> **Reading text**

-*-

- Born: April 10, 1944 Winnipeg, Manitoba, Canada
- Died: February 12, 2007 (aged 62) Rancho Santa Fe, California, U.S.
- Occupations: Thoroughbred Racing executive Racehorse owner/breeder
- Board member of: Edwin J. Gregson Foundation National Thoroughbred Racing Association Charities California Thoroughbred Breeders Association Oak Tree Racing Association Thoroughbred Owners of California Thoroughbred Owners and Breeders Association
- Parent(s): Maxine & Melvin Hanson
- Honors: Thoroughbred Owners and Breeders Association Owners of the Year (1997); National Thoroughbred Racing Association Commissioners Cup (2002); Clay Puett Award (2004);

= Trudy McCaffery =

Trudy V. McCaffery (April 10, 1944 – February 12, 2007) was a Thoroughbred racehorse owner-breeder in California who served on the board of directors of the Edwin J. Gregson Foundation, the NTRA Charities, the California Thoroughbred Breeders Association, the Oak Tree Racing Association, and the Thoroughbred Owners of California. She was also a trustee with the Thoroughbred Owners and Breeders Association.

-*-

> **Extracted data**
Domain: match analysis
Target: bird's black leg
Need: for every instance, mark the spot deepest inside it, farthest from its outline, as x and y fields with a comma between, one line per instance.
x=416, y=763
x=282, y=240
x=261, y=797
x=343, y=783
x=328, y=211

-*-

> **What this exercise asks**
1) Do these statements agree with the Trudy McCaffery profile above? Answer yes or no for each, quoting the words of the profile that decide it. (a) She was born in Winnipeg. (b) She was a trustee with the Oak Tree Racing Association. (c) She received the Clay Puett Award in 2002.
2) According to the Trudy McCaffery profile, in what year did the Thoroughbred Owners and Breeders Association name her among its Owners of the Year?
3) From the Trudy McCaffery profile, copy out word for word the passage that opens with the words containing "Trudy V. McCaffery" and closes with "and Breeders Association.".

> **Response list**
1)
(a) Yes: "Born: April 10, 1944 Winnipeg, Manitoba, Canada"
(b) No: "She was also a trustee with the Thoroughbred Owners and Breeders Association."
(c) No: "Clay Puett Award (2004)"

2) 1997

3)
Trudy V. McCaffery (April 10, 1944 – February 12, 2007) was a Thoroughbred racehorse owner-breeder in California who served on the board of directors of the Edwin J. Gregson Foundation, the NTRA Charities, the California Thoroughbred Breeders Association, the Oak Tree Racing Association, and the Thoroughbred Owners of California. She was also a trustee with the Thoroughbred Owners and Breeders Association.